• EXERCISE
Look through the material below and copy exactly the lines from the line with "Target: man in gray suit" to the line with "the form (387,174).", those two lines included.

Start of GIVEN DATA

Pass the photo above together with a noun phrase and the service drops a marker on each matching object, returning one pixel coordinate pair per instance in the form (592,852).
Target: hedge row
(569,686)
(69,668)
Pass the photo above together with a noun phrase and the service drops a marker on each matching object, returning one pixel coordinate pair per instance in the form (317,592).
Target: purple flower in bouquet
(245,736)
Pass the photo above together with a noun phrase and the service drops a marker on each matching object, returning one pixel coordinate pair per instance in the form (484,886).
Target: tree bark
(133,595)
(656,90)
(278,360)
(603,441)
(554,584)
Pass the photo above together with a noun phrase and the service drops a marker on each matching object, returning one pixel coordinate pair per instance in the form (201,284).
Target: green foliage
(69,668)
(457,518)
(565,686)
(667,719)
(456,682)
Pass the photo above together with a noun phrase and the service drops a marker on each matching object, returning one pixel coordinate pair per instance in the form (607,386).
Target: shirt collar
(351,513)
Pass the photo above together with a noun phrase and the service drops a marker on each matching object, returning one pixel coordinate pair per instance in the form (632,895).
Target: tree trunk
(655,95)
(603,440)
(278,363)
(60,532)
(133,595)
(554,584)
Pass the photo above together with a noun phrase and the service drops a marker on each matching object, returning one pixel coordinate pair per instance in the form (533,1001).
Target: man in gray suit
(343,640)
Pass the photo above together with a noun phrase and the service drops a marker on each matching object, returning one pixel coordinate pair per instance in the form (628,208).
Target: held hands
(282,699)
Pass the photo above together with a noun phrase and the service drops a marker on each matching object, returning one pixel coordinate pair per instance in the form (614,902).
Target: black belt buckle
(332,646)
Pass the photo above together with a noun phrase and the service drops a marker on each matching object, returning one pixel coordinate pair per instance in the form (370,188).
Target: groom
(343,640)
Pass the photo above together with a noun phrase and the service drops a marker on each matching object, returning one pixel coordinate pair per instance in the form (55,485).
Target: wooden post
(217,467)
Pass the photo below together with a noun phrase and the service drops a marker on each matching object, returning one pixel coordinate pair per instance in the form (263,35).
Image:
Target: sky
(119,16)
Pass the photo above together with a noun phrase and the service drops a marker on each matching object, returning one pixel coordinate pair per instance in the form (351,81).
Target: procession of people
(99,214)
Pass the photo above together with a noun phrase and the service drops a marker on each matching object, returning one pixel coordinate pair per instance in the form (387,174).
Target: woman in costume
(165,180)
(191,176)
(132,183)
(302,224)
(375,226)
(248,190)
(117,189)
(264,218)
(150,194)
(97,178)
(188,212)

End of GIVEN DATA

• WRITTEN RESPONSE
Target: man in gray suit
(343,640)
Pass the photo above together with a noun phrase and the service drops a marker on each matching object, returning one pixel coordinate pair per instance in the form (628,208).
Target: held hands
(282,699)
Pass the photo above together with a noun phrase and the service drops a marker on each matching object, returning one pixel coordinate pair per instance in the form (614,902).
Target: black belt buckle
(332,646)
Pass the photo above together with a noun phrase and the service drops a marker on each matching object, returning one pixel coordinate pair per instance in the form (370,188).
Target: groom
(343,640)
Pass the photo above together with a noun phrase and the service drops a marker on each matching object, returning one pixel coordinate pair per instance in the form (55,485).
Target: wooden post
(217,467)
Pass the photo below together with a noun phrase and the service drops a marker on each matching object, returning one pixel coordinate pair per instance in the form (263,35).
Image:
Target: sky
(119,16)
Pass the photo above together with a noun phrase and the service drops a marker on each matching object, returning one pixel coordinate pair per instance in the form (351,81).
Target: procession of people
(99,214)
Pass the photo above together with a noun phrase and the service drops a marker on each matching object, returning one pixel coordinate pair per instance in the form (387,174).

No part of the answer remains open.